[Records shown Boundary: Start]

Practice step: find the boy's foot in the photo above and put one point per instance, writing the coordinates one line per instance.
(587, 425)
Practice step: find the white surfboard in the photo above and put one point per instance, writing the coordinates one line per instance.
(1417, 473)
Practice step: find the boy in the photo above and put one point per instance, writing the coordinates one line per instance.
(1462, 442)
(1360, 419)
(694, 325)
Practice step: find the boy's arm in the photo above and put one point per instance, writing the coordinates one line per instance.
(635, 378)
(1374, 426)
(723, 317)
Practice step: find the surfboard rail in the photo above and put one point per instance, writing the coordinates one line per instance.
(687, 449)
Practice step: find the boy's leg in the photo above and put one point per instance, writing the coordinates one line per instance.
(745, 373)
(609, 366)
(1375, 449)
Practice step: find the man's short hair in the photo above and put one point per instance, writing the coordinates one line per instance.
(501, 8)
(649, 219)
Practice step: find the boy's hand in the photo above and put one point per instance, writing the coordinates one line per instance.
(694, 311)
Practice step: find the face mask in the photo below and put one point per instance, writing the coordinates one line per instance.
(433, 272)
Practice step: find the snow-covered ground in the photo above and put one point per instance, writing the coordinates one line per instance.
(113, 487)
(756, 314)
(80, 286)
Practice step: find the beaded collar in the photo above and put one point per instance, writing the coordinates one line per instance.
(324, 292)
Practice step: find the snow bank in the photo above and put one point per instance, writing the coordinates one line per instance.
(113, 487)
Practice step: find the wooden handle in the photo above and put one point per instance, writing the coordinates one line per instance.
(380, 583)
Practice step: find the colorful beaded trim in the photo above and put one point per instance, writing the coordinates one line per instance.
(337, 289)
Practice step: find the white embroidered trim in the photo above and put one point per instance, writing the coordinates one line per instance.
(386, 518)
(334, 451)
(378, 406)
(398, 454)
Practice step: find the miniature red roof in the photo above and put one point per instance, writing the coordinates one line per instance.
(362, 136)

[Records shown Boundary: End]

▶ _About this exercise_:
The response should be an exact copy of the lines from the one with "Practice step: find the beaded" through the end of the data, with no other text.

▶ _Solution for this task_:
Practice step: find the beaded collar in the photo above and put one point per instance, writing the coordinates one line per instance.
(324, 292)
Practice step: find the snow bank in the photo above and put one point per instance, writing the coordinates one line per instance.
(113, 487)
Practice step: find the wooden handle in the photo above and put one point per instance, writing the coordinates one line per instance.
(380, 583)
Practice step: find the colorful beaded trim in the photo above and put one point per instance, writing the coordinates one line per instance.
(337, 289)
Practice step: find the white embroidered trim in the photo above and put one point per instance, writing the coordinates one line per instance.
(386, 518)
(334, 451)
(378, 406)
(398, 454)
Practice step: find the miniature red roof in the photo above and put one point per instance, writing the coordinates one line per instance.
(362, 136)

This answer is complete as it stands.